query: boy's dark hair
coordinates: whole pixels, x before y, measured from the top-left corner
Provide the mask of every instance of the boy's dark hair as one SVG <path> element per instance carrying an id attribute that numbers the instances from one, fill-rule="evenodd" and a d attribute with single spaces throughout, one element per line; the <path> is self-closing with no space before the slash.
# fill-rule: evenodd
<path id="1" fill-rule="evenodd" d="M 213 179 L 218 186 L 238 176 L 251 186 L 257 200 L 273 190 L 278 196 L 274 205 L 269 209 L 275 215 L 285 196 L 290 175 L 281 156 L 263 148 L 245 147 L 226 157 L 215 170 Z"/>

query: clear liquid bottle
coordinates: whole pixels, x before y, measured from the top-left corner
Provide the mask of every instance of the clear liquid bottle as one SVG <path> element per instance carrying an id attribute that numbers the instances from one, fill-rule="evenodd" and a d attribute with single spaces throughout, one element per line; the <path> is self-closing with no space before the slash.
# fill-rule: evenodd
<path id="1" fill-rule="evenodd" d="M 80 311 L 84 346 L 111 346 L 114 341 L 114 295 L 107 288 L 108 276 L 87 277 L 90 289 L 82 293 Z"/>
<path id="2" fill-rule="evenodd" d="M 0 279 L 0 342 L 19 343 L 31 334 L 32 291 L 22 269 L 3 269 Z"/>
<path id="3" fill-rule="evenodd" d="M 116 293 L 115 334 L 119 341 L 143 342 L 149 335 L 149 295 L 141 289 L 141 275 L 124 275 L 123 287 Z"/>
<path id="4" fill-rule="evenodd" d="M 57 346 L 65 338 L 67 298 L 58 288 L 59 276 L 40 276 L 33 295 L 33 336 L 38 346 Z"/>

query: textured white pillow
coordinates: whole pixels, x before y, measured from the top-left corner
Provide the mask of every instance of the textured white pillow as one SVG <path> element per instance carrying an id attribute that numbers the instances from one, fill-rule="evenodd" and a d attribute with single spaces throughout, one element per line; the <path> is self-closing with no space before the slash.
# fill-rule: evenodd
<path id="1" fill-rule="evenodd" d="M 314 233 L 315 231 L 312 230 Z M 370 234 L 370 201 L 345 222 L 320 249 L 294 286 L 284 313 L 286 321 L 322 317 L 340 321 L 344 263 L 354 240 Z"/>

◆ AIM
Please quote every line of the items above verbatim, with nothing changed or left out.

◆ COMPLETED TASK
query: boy's dark hair
coordinates: whole pixels, x before y, measured from the top-left corner
Provide the mask of every instance of the boy's dark hair as one SVG <path> element per instance carrying an id attribute that numbers the instances from one, fill-rule="evenodd" and a d attribute with single spaces throughout, one element per line; the <path> is self-closing with no space before the slash.
# fill-rule: evenodd
<path id="1" fill-rule="evenodd" d="M 213 179 L 218 186 L 238 176 L 251 186 L 257 200 L 273 190 L 278 196 L 274 205 L 269 209 L 275 215 L 285 196 L 290 175 L 281 156 L 263 148 L 245 147 L 226 157 L 215 170 Z"/>

query: clear liquid bottle
coordinates: whole pixels, x before y, measured from the top-left corner
Provide the mask of every instance of the clear liquid bottle as one SVG <path> element per instance carrying an id attribute that numbers the instances from one, fill-rule="evenodd" and a d attribute with single spaces throughout, one element per line; the <path> is self-closing with no space before the slash.
# fill-rule: evenodd
<path id="1" fill-rule="evenodd" d="M 80 311 L 84 346 L 111 346 L 114 341 L 114 295 L 107 288 L 108 276 L 87 277 L 90 289 L 82 293 Z"/>
<path id="2" fill-rule="evenodd" d="M 0 279 L 0 342 L 19 343 L 31 334 L 32 291 L 22 269 L 3 269 Z"/>
<path id="3" fill-rule="evenodd" d="M 116 293 L 115 334 L 119 341 L 143 342 L 149 335 L 149 295 L 141 289 L 141 275 L 124 275 L 123 287 Z"/>
<path id="4" fill-rule="evenodd" d="M 57 346 L 65 338 L 67 298 L 58 288 L 59 276 L 40 276 L 33 295 L 33 336 L 38 346 Z"/>

query: textured white pillow
coordinates: whole pixels, x before y, measured from the top-left corner
Provide the mask of every instance of the textured white pillow as one SVG <path> element per instance carrying an id attribute that numbers the instances from one, fill-rule="evenodd" and a d attribute with single spaces throughout, one element per line; the <path> is self-closing with no space before the slash.
# fill-rule: evenodd
<path id="1" fill-rule="evenodd" d="M 314 233 L 315 231 L 312 230 Z M 370 234 L 370 201 L 345 222 L 320 249 L 294 286 L 284 313 L 286 321 L 322 317 L 340 321 L 344 263 L 354 240 Z"/>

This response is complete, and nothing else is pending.